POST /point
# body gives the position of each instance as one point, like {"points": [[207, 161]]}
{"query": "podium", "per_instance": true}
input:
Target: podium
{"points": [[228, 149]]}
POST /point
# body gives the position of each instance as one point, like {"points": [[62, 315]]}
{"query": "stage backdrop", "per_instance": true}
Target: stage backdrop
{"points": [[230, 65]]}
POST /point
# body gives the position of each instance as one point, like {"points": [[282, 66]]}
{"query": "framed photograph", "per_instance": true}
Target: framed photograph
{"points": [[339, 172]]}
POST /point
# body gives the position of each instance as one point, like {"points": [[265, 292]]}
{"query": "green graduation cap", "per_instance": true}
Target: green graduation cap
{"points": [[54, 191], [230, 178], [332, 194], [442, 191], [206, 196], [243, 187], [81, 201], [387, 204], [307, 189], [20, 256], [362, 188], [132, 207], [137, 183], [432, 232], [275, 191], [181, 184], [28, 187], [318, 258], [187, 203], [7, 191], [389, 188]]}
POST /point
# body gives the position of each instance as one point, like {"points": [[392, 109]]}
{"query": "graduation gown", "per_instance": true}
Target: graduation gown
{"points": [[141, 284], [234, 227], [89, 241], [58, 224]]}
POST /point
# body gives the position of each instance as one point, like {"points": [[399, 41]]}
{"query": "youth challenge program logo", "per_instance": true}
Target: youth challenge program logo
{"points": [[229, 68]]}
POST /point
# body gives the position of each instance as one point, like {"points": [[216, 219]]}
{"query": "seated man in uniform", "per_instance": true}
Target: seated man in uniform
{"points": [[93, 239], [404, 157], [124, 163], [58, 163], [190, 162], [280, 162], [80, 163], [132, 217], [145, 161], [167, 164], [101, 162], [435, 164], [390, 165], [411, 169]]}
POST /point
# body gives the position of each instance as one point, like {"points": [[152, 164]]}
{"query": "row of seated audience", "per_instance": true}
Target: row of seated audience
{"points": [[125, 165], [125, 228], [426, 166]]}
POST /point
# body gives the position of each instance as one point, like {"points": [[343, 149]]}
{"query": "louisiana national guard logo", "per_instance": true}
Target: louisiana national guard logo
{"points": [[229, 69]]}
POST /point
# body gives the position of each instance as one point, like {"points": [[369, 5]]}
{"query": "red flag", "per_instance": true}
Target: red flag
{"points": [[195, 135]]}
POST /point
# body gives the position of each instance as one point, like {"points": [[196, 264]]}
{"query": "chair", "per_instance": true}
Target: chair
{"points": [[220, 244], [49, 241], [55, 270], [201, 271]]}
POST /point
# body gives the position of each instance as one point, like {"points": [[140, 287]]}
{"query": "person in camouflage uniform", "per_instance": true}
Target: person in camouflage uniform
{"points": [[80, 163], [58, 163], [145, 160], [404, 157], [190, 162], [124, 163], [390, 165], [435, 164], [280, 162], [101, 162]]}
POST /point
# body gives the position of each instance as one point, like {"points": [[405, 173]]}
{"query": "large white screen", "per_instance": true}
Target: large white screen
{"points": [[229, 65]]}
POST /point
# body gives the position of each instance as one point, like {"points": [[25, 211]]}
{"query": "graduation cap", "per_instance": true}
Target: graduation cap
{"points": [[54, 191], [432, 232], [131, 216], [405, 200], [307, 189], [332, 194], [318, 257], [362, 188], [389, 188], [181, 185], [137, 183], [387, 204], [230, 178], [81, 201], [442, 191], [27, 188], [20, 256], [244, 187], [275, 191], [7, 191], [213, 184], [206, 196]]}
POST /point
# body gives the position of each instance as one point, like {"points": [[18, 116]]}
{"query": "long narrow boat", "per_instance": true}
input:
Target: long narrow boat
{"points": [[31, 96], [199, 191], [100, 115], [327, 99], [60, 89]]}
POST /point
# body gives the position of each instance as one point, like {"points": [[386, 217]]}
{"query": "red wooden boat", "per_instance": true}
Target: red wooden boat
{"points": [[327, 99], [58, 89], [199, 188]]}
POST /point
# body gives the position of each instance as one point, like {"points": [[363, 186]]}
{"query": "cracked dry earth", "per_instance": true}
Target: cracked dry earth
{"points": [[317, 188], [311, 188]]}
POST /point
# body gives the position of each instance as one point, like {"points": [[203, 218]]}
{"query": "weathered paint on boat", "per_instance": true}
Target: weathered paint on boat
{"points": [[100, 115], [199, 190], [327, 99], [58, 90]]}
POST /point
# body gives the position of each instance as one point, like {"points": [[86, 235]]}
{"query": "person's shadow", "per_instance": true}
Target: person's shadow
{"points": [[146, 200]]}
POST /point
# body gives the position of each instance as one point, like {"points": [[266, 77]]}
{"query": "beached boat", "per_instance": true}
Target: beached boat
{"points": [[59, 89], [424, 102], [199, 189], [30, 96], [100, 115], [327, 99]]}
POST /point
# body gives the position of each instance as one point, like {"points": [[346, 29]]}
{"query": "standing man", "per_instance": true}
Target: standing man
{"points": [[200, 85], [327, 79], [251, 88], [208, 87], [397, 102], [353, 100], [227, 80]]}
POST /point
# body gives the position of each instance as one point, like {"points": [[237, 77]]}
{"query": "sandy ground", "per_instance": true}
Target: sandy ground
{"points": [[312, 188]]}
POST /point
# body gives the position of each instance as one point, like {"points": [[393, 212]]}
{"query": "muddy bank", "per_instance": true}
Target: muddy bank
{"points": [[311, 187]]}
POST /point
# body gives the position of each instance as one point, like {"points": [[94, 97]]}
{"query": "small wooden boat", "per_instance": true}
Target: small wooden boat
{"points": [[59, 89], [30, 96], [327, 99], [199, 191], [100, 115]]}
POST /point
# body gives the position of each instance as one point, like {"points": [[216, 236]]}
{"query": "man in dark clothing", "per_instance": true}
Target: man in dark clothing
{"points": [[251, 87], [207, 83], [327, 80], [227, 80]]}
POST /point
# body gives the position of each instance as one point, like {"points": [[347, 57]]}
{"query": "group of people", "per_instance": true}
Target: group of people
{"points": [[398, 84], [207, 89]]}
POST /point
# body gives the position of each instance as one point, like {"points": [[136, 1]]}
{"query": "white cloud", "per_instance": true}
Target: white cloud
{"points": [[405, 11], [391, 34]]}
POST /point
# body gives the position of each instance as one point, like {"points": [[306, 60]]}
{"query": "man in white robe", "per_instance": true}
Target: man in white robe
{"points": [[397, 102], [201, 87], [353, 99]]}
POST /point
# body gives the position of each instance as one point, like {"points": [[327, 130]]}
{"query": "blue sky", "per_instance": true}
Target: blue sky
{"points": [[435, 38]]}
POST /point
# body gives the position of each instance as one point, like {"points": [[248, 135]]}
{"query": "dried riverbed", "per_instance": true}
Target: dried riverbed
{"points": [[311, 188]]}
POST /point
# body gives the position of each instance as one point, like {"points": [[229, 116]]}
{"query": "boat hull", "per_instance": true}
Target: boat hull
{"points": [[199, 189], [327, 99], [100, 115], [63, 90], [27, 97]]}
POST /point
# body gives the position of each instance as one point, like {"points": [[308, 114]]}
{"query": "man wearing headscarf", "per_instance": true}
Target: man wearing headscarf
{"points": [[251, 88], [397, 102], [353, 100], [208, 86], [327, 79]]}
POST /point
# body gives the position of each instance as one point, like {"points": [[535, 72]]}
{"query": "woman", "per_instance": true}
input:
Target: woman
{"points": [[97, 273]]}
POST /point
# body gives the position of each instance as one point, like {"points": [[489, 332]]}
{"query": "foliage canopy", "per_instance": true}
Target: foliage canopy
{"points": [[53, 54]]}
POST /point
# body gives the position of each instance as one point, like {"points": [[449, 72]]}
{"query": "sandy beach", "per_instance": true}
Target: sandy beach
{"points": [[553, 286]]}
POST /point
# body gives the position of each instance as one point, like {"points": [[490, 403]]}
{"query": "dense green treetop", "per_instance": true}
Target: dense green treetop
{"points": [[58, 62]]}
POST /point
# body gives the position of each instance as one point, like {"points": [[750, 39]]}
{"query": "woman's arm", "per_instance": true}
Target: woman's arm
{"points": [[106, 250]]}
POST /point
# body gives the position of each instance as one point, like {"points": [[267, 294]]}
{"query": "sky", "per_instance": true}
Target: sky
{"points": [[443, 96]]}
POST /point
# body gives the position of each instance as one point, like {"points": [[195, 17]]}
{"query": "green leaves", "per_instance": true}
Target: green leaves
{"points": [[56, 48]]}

________________________________________

- EXERCISE BRIEF: Find every line in the entries that contains the word "boat", and copy each of those lines.

- RESULT:
{"query": "long narrow boat", "per_instance": true}
Target: long narrow boat
{"query": "red wooden boat", "per_instance": true}
Target: red wooden boat
{"query": "weathered paint on boat", "per_instance": true}
Target: weathered paint on boat
{"query": "beached boat", "per_instance": true}
Target: beached boat
{"query": "small wooden boat", "per_instance": true}
Target: small wooden boat
{"query": "boat hull", "per_instance": true}
Target: boat hull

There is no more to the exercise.